Cour de cassation, Assemblée plénière, 22 décembre 2023, pourvoi n° 20-20.648,
Un contrat de travail a été conclu le 14 octobre 2013 entre la société A et un salarié, occupant le poste de responsable commercial des « grands comptes ».
Le 28 septembre 2016, lors d’un entretien informel, le salarié a refusé de fournir à son employeur le suivi de son activité commerciale. Par la suite, l’employeur a convoqué le salarié à un entretien préalable à un éventuel licenciement puis l’a licencié pour faute grave le 16 octobre 2016.
L’employeur a saisi la juridiction prud’homale afin de solliciter des dommages et intérêts pour non-respect du préavis ainsi que la réparation du préjudice complémentaire.
Devant le conseil de prud’hommes, l’employeur a produit des transcriptions d’enregistrements clandestins d’entretiens au cours desquels le salarié refusait de communiquer le suivi de son activité commerciale. Le salarié a alors soulevé l’irrecevabilité de ces éléments de preuves.
La Cour d’appel a déclaré irrecevables ces pièces pour avoir été obtenues selon un procédé déloyal.
- La Cour de cassation a toutefois estimé que l’illicéité ou la déloyauté dans l’obtention ou la production d’un moyen de preuve ne conduit pas nécessairement à l’écarter des débats. Le juge doit, lorsque cela lui est demandé, apprécier si une telle preuve porte une atteinte au caractère équitable de la procédure dans son ensemble, en mettant en balance le droit à la preuve et les droits antinomiques en présence, le droit à la preuve pouvant justifier la production d’éléments portant atteinte à d’autres droits à condition que cette production soit indispensable à son exercice et que l’atteinte soit strictement proportionnée au but poursuivi.
- Le droit à la preuve peut justifier la production d’éléments portant atteinte à la vie personnelle d’un salarié à la condition que cette production soit nécessaire à l’exercice de ce droit et que l’atteinte soit proportionnée au but poursuivi
Cour de cassation, Assemblée plénière, 22 décembre 2023, pourvoi n° 21-11.330,
Un salarié de la société R a été remplacé lors de ses congés. Lorsque le salarié remplaçant a utilisé le poste informatique du salarié en congés, il s’est connecté à son compte Facebook qui n’avait pas été fermé. Il a alors ouvert la messagerie du compte Facebook et lu une conversation privée entre le salarié en congés et un autre salarié de la société R. Cette conversation contenait des propos insultants envers le supérieur hiérarchique et le salarié remplaçant. Ce dernier a transmis les échanges trouvés à l’employeur, qui a, de ce fait, licencié le salarié en congés pour faute grave.
Le salarié licencié a contesté la rupture de son contrat de travail devant la juridiction prud’homale, soulevant la déloyauté et l’illicéité de la preuve obtenue en violation du secret des correspondances.

### ENTRÉES FOURNIES:

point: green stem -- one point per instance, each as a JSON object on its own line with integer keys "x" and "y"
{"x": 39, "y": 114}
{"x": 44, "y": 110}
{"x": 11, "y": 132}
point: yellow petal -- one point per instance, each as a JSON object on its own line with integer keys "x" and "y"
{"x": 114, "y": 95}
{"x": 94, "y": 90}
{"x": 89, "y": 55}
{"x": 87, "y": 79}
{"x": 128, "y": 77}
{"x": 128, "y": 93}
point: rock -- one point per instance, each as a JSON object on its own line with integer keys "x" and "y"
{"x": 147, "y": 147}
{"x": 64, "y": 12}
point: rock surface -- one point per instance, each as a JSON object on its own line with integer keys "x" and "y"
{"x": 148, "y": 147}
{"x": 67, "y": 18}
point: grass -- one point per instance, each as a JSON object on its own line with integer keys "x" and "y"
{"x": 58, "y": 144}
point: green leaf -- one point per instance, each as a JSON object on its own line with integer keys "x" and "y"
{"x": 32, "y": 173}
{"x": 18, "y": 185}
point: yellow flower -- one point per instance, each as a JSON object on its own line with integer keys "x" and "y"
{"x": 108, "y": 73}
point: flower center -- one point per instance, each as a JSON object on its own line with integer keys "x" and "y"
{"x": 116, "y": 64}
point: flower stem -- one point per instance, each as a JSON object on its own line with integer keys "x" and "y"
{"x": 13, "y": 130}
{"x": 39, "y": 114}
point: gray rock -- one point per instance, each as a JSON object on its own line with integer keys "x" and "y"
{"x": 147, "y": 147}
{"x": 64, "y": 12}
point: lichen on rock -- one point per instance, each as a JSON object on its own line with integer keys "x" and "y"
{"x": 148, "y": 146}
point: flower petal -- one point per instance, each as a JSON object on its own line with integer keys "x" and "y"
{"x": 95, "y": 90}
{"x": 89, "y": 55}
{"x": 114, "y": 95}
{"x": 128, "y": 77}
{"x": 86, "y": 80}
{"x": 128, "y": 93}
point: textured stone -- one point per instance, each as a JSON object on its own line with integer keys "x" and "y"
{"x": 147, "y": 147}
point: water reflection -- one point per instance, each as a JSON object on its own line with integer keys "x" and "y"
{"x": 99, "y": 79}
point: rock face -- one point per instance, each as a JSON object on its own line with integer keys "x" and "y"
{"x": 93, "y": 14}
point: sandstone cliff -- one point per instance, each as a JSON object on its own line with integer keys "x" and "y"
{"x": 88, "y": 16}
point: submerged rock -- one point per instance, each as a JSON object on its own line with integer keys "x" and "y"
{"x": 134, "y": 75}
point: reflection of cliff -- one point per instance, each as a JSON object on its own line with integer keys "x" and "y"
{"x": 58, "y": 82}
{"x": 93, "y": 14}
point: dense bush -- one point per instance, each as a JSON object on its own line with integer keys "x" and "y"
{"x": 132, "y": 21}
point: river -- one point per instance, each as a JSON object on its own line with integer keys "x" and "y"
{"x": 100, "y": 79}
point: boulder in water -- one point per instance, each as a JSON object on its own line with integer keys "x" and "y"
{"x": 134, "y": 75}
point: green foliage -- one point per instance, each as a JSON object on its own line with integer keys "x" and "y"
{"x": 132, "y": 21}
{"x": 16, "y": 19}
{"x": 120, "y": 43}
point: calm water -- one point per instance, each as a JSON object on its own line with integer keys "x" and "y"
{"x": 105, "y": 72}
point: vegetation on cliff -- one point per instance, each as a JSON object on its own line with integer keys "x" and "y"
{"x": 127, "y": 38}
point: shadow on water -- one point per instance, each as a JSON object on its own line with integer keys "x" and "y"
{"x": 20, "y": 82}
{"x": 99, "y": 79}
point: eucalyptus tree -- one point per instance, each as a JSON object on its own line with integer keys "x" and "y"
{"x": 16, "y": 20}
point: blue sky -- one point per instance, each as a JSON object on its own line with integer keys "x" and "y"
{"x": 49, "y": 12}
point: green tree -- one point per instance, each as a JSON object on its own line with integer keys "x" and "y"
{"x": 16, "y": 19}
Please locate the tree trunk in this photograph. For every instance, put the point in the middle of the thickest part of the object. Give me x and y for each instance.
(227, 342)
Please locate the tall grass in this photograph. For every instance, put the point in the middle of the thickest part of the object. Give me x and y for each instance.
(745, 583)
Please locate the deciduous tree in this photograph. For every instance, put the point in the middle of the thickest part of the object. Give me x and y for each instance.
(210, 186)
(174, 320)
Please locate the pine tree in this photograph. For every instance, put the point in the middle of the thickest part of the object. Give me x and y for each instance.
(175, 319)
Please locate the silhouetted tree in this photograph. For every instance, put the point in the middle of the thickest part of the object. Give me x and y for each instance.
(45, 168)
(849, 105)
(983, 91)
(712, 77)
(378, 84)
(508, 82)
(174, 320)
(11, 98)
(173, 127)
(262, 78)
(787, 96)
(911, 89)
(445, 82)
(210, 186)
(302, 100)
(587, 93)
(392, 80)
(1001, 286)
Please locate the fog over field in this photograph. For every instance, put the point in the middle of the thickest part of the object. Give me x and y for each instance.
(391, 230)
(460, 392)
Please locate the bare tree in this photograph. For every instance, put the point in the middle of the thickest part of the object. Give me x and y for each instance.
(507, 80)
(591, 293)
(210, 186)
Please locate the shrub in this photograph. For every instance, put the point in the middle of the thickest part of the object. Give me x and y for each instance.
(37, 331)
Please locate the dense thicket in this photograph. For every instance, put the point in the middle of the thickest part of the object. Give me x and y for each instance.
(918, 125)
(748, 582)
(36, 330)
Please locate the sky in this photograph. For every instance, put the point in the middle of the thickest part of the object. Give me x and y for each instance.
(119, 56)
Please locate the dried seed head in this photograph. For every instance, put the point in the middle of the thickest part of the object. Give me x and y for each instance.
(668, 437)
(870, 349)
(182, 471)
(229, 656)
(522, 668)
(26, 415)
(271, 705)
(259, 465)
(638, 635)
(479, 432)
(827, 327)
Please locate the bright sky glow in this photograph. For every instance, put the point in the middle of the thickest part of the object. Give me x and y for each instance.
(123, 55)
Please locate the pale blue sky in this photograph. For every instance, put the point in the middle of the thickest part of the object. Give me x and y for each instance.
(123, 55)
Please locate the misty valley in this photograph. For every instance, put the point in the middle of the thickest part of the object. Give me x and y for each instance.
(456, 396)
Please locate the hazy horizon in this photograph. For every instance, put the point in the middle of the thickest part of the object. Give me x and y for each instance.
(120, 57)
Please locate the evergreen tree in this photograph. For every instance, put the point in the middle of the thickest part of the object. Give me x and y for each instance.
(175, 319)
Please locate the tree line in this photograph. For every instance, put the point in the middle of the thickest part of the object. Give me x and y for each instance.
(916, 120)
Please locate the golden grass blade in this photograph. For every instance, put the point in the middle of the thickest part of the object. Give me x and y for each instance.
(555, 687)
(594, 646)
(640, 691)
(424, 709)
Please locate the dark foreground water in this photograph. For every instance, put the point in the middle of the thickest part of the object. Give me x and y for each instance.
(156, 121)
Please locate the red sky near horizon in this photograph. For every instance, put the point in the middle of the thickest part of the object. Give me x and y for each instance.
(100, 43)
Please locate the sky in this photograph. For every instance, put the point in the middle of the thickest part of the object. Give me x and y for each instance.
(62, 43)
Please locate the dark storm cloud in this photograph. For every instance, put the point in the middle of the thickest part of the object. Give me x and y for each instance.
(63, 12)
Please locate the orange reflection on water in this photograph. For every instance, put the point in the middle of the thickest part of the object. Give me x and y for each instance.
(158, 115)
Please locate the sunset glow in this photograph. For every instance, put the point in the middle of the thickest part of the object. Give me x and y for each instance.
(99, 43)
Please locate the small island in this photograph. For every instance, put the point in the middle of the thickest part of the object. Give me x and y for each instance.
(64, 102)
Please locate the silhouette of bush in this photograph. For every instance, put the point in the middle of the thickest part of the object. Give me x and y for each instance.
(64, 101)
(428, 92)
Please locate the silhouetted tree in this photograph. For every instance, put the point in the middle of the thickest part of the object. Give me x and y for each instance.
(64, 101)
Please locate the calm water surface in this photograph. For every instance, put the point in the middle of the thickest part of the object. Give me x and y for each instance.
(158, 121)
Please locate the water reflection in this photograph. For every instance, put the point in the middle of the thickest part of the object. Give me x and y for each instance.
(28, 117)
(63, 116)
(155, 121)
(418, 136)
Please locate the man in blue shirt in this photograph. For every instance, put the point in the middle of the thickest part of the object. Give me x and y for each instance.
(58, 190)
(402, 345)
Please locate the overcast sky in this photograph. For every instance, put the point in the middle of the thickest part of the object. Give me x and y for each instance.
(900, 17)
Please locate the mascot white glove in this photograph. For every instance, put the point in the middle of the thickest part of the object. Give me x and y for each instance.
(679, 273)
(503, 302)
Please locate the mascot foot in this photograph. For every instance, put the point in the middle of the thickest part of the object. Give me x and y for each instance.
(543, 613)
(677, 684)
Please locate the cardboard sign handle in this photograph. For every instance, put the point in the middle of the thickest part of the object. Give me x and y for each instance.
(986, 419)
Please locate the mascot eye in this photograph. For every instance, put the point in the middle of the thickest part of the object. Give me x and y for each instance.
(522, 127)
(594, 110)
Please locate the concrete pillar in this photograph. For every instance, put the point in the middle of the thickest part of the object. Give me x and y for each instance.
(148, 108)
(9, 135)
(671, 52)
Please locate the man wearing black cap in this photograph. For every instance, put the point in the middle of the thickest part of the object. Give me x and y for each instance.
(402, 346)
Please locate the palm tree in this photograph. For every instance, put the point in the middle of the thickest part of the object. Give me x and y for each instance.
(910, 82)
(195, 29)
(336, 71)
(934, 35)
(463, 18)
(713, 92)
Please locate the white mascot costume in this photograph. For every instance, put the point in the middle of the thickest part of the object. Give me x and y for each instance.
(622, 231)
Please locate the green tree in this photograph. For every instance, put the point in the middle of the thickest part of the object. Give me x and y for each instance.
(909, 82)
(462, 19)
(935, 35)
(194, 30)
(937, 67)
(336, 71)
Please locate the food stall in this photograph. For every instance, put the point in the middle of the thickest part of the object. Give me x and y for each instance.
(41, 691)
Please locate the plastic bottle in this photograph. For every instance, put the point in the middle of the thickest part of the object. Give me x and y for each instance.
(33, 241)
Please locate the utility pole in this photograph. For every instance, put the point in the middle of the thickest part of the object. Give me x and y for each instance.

### TRAVAIL À FAIRE:
Recopiez sans rien modifier le passage du texte source qui commence par les mots « Devant le conseil » et s'arrête après les mots « éléments de preuves. ».

### CORRIGÉ:
Devant le conseil de prud’hommes, l’employeur a produit des transcriptions d’enregistrements clandestins d’entretiens au cours desquels le salarié refusait de communiquer le suivi de son activité commerciale. Le salarié a alors soulevé l’irrecevabilité de ces éléments de preuves.